▸ TEXTE SOURCE:
Certes, je ne suis pas mandaté par le Ministre en charge de cette renaissance, mais en tant que cadre de la culture, c’est une obligation morale et un devoir d’aider et accompagner ce Ministre dans la démarche qu’il est en train d’insuffler pour que la culture soit un secteur beaucoup plus vivace, qu’un secteur toujours relégué au second plan. Dans notre démarche actuelle sur la renaissance culturelle au Niger, il ne s’agira pas d’une résurrection spirituelle étant donné que l’homme peut renaître plusieurs fois à chaque fois qu’il y a une manifestation de la vérité. C’est juste un changement de notre manière de faire, notre comportement dans le combat qui s’inscrit dans une nouvelle vision.

Question : Pensez-vous que la renaissance culturelle peut s’appliquer à toutes les sphères de notre société ou c’est juste une affaire des intellectuels ?

Réponse : En tant que fait sociétal, la culture est notre dénominateur commun et elle est au cœur de toute expérience humaine. Au Niger, un pays présentant actuellement un taux de scolarité qui avoisine les 70 % mais au point de vue culturel notamment identitaire et historique, beaucoup reste à faire car peu de gens accordent réellement une importance au support historique visuel. Je m’explique : nous sommes nombreux qui ne disposons pas de photos de nos trois grands pères ou même deux et pourtant la photographie est le meilleur support de notre souvenir historique familial. Comme l’a dit un spécialiste en communication, « une image égale mille mots ».

Au point de vue conservation de notre identité familiale, les supports photographiques constituent un bel exemple de changement de mentalité que chaque nigérien soucieux de son passé doit utiliser pour documenter tous ceux qui lui sont chers au risque d’être un beau jour incapable de répondre aux questions de nos petits fils qui aimeraient savoir à quoi ressemblaient nos parents. Ça serait dommage si nous ne disposons pas de photos ou autres supports visuels les concernant. Ceci étant, le meilleur changement de comportement et de mentalité doit s’opérer sur notre propre histoire pour que chacun à quelque sphère ou niveau des responsabilités commence à documenter son passé historique.

Pour moi, la renaissance culturelle doit être inclusive. Elle n’est pas l’affaire du seul ministère en charge de la renaissance mais plutôt l’affaire de tous les nigériens soucieux de l’avenir de leur passé glorieux. En prenant un autre exemple sur l’Armée qui est un corps chargé d’histoire, l’armée nigérienne étant née depuis la période coloniale doit collecter et documenter tout un appareillage dont la technologie reste évolutive tout en marquant les périodes de gloire des soldats méritants. Ceci faisant, l’armée en tant que corps de discipline et de fierté doit être une référence historique tout en créant à son sein un conservatoire de vieux outils et équipements ayant servi dans la noble mission de défense que de les transformer en épaves souvent placées à des endroits inaccessibles.

▸ TÂCHE BRÈVE A: D'après le texte sur la renaissance culturelle au Niger, quel est le taux de scolarité actuel du pays ?

▸ ENTRÉES DE LA LISTE:

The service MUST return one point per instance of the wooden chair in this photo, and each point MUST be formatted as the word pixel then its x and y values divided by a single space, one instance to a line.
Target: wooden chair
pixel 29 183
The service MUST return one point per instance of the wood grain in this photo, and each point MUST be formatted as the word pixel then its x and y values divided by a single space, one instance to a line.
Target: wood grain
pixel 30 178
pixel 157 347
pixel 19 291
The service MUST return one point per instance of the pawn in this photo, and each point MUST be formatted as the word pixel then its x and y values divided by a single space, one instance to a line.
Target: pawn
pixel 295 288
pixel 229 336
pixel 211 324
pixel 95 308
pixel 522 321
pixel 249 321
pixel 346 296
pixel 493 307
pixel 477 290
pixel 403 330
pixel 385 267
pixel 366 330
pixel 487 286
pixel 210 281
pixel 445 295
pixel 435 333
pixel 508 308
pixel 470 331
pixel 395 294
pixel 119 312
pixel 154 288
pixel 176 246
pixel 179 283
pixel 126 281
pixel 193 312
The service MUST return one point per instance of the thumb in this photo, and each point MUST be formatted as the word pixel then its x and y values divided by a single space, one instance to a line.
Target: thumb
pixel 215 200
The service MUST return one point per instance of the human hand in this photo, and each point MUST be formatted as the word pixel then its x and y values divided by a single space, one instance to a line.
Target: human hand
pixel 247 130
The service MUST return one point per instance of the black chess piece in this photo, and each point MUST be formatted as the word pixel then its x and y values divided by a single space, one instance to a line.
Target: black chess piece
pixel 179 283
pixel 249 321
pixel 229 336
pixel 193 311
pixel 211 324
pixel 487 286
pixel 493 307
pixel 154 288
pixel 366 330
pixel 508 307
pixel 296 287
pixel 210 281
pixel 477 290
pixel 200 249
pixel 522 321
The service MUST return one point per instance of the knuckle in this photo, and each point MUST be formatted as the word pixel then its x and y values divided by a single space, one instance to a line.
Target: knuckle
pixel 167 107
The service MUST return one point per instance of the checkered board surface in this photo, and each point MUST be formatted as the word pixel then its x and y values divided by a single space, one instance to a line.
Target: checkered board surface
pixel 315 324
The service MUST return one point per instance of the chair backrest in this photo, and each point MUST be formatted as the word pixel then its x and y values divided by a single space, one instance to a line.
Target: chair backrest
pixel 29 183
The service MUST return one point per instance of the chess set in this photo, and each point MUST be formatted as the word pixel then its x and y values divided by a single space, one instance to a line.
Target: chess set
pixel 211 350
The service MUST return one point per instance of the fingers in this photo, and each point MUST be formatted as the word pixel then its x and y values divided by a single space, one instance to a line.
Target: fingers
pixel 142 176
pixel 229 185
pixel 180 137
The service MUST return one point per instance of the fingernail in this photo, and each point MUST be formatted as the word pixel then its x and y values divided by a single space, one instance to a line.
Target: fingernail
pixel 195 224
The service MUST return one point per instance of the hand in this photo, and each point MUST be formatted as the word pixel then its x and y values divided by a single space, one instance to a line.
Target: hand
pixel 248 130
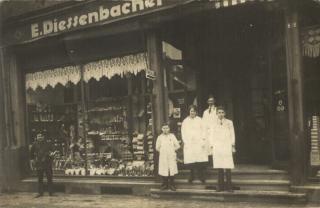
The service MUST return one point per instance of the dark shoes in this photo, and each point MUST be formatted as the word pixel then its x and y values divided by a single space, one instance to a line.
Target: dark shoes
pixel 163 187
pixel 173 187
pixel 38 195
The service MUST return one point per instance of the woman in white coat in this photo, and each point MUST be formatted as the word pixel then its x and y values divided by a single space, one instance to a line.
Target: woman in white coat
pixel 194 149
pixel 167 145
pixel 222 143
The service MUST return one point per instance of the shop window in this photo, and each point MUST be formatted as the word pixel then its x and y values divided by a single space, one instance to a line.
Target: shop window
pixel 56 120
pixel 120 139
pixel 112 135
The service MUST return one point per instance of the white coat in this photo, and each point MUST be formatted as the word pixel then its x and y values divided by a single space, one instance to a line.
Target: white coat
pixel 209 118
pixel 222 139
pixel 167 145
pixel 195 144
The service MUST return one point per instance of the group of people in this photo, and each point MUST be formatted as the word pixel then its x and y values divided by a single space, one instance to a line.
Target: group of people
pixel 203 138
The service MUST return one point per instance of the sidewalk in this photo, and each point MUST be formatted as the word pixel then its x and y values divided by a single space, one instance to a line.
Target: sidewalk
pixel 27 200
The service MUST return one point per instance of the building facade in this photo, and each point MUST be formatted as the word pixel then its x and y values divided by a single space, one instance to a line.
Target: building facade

▸ TÂCHE BRÈVE B: Reproduisez à l'identique les lignes de la liste, depuis celle qui contient « The service MUST return one point per instance of the white » jusqu'à sa dernière ligne, ces deux bornes comprises.

▸ RÉPONSE A: Il avoisine les 70 %.

▸ RÉPONSE B:
The service MUST return one point per instance of the white coat in this photo, and each point MUST be formatted as the word pixel then its x and y values divided by a single space, one instance to a line.
Target: white coat
pixel 209 118
pixel 222 139
pixel 167 145
pixel 195 144
The service MUST return one point per instance of the group of people in this photo, and each point MUST be formatted as the word pixel then its x and y values divided by a single space, one instance to a line.
Target: group of people
pixel 203 138
The service MUST return one point per instance of the sidewalk in this photo, and each point MUST be formatted as the word pixel then its x and y values divided by a single space, one instance to a line.
Target: sidewalk
pixel 27 200
The service MUST return one point per instance of the building facade in this photo, and each point MUST be formatted as the word pixel then its x and y values divided by a single space, one instance to a line.
Target: building facade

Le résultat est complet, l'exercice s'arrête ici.